-- START DATA IN THIS EXERCISE --

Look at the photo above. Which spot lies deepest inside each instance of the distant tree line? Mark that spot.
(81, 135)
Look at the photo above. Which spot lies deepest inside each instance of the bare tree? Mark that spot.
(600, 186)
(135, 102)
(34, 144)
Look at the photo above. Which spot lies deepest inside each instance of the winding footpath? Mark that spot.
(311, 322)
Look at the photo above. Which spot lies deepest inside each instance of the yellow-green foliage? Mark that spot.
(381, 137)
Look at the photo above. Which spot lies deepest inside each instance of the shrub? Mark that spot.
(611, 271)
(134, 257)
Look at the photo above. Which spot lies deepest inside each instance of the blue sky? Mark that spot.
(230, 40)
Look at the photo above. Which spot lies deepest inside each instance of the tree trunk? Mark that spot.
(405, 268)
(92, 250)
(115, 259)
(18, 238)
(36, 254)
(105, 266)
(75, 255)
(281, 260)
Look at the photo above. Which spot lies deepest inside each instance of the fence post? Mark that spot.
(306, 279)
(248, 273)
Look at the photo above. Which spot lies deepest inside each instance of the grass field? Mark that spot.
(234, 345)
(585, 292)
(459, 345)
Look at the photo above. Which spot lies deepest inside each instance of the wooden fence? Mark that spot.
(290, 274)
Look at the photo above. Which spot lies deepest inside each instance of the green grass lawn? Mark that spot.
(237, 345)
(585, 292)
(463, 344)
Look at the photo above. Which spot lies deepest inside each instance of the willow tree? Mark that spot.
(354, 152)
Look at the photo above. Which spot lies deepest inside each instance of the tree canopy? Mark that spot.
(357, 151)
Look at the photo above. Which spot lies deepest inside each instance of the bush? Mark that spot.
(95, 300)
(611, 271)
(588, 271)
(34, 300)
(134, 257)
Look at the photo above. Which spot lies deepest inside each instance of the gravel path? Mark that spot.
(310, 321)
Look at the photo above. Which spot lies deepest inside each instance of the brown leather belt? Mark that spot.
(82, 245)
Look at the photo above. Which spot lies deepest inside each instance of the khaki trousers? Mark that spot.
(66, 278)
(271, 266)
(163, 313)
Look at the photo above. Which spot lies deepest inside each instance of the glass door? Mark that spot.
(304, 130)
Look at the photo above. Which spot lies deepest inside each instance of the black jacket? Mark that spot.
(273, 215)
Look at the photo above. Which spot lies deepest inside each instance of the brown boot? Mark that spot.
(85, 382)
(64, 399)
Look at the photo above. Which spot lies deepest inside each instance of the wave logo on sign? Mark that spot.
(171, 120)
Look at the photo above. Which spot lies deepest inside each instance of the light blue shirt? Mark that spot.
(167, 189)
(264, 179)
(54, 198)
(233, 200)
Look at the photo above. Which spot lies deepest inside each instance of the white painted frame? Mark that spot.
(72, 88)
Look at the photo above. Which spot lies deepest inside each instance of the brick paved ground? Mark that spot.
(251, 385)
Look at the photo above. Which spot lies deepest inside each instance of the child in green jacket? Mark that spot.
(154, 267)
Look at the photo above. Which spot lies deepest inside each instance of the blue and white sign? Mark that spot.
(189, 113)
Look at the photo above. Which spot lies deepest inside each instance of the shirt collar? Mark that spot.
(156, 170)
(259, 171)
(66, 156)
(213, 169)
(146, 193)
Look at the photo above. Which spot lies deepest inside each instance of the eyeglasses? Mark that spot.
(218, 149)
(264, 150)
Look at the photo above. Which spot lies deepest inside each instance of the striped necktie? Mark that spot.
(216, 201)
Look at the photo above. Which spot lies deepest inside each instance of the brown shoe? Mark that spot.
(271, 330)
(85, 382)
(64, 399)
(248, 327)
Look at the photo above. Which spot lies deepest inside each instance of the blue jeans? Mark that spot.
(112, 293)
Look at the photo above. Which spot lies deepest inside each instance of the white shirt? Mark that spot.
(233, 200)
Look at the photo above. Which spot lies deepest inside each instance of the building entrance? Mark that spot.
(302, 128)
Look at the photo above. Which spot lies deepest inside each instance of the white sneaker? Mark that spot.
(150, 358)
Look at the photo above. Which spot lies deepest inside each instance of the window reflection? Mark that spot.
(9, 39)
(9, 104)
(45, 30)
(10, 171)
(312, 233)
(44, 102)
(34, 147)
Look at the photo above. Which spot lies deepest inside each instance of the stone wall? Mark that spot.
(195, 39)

-- END DATA IN THIS EXERCISE --

Rewrite the records starting at the line that contains "white sign? Mark that spot." and ending at the end of the records, keeping every line and raising each coordinate by 113. Leave all other text unchanged.

**COMPLETE RESPONSE:**
Look at the photo above. Which spot lies deepest inside each instance of the blue and white sign? Mark that spot.
(302, 226)
Look at the photo above. Which spot lies deepest inside each instance of the shirt collar? Mark that spot.
(269, 283)
(372, 284)
(179, 269)
(326, 282)
(259, 306)
Look at the photo above. Which spot lies deepest inside each instance of the eyeglasses? Mark that spot.
(331, 262)
(377, 263)
Look at the photo above. Which spot lies deepest inside each instance of the striped necktie? Mark that spot.
(329, 314)
Look at the photo above. Which spot lies deepest inside each instance of the brown shoe? Mark that spot.
(384, 443)
(198, 495)
(177, 512)
(361, 440)
Look at the photo above. Which spot lies deepest inside each instance of the blue jeans? Mark that spot.
(225, 406)
Look at the photo above. Which spot lies deepest inside each instance of the white shirt? Mark that spot.
(346, 313)
Look at the photo above. Which spot lies deepest inside each instance of the building entrance? Mark that spot.
(415, 241)
Look at the photo above. Which spot lies deepest inside each instance of the white sneaker? Mark that spot.
(263, 471)
Look at the photo above. Which spot lies deepest inside each instance of the window reflection? Mark that spot.
(122, 152)
(122, 217)
(158, 143)
(123, 284)
(425, 346)
(157, 215)
(147, 260)
Look at the photo above. Which spot lies deepest inside each instance of the stone wall? Mark that spot.
(308, 152)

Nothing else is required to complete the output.